• _PROBLEM TO SOLVE_
Pull out every line of the entries below that contains the string "carpet", matching case exactly.

[Detection examples]

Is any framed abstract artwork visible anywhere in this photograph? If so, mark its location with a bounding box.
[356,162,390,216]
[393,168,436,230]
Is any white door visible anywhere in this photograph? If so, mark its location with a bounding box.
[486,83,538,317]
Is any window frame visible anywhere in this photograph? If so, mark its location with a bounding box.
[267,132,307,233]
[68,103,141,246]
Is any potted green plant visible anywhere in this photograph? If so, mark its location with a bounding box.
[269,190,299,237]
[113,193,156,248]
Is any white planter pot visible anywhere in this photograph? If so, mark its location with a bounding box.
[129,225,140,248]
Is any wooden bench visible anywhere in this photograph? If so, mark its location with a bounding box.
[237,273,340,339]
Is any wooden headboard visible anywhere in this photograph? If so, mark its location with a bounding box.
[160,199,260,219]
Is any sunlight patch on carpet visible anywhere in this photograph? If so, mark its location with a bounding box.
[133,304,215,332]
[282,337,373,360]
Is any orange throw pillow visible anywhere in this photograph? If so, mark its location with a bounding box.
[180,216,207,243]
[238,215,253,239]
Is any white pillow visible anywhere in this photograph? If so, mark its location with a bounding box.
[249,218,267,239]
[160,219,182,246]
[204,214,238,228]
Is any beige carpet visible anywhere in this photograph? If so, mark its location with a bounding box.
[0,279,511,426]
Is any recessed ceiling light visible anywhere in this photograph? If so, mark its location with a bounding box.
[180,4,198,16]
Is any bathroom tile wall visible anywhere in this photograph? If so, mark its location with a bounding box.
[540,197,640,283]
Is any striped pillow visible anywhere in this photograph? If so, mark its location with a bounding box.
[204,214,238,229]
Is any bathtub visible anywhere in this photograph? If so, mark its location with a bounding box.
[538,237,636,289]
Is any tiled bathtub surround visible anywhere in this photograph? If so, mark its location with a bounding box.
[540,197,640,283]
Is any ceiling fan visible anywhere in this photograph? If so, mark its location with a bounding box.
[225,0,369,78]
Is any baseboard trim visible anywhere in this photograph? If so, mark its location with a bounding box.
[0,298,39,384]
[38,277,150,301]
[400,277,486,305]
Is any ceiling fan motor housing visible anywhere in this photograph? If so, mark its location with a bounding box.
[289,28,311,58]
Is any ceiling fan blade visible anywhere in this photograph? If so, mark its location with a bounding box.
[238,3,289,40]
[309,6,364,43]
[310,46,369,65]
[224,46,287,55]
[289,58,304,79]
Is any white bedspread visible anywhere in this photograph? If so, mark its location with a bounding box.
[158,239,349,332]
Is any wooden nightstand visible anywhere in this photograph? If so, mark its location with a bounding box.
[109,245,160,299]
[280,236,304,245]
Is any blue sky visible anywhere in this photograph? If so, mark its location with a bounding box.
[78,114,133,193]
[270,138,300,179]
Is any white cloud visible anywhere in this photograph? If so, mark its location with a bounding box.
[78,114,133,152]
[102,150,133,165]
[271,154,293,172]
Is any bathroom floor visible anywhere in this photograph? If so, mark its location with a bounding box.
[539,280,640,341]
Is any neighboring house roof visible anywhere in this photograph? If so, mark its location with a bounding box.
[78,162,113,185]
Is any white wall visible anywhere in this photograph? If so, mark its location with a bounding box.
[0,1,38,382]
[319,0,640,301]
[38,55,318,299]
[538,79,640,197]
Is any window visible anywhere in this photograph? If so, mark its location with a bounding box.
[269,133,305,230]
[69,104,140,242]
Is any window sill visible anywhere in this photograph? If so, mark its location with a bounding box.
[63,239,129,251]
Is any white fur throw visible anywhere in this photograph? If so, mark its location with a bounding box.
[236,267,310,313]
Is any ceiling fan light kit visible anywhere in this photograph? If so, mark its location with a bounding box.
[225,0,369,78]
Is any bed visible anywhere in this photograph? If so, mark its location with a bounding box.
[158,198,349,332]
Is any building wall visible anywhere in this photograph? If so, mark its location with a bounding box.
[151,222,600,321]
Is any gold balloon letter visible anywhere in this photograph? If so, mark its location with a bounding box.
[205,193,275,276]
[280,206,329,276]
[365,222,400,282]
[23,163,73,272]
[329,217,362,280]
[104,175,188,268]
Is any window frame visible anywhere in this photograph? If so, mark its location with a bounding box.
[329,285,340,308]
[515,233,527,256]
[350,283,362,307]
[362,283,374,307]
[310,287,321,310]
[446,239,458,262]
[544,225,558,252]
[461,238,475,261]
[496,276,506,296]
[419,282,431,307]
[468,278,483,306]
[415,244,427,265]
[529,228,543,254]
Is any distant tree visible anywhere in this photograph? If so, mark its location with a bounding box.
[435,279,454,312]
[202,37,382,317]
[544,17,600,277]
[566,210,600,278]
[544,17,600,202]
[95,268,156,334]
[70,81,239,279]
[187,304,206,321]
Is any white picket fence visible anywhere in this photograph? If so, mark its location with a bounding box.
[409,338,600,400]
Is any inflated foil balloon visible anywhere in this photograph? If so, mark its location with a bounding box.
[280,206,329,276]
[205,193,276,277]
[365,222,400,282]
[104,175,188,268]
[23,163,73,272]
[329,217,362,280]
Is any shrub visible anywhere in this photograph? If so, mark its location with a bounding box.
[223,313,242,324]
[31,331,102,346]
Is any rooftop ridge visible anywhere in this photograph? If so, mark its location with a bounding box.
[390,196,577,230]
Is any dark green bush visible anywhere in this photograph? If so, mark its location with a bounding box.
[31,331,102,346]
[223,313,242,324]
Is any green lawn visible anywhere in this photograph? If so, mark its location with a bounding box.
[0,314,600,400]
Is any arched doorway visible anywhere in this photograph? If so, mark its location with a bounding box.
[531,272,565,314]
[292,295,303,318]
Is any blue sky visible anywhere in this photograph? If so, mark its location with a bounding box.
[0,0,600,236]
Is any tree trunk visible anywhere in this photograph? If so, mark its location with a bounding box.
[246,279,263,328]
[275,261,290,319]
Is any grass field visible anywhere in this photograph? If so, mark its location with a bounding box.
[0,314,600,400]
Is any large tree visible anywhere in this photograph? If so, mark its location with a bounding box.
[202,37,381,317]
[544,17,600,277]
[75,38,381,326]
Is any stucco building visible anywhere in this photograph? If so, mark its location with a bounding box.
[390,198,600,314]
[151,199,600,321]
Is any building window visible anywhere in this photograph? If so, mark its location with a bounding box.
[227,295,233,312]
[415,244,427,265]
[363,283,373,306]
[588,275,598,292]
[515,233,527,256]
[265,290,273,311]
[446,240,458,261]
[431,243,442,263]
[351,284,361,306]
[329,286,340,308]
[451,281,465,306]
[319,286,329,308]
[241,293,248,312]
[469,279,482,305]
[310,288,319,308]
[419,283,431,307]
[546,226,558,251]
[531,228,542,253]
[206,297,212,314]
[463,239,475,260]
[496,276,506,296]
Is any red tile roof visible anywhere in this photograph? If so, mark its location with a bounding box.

• _ANSWER TO THE EXERCISE_
Is any sunlight patch on carpet visible anywhere in this photograph? If so, mark its location with a bounding box.
Is any beige carpet visible anywhere in this photograph? If so, mark its location with a bounding box.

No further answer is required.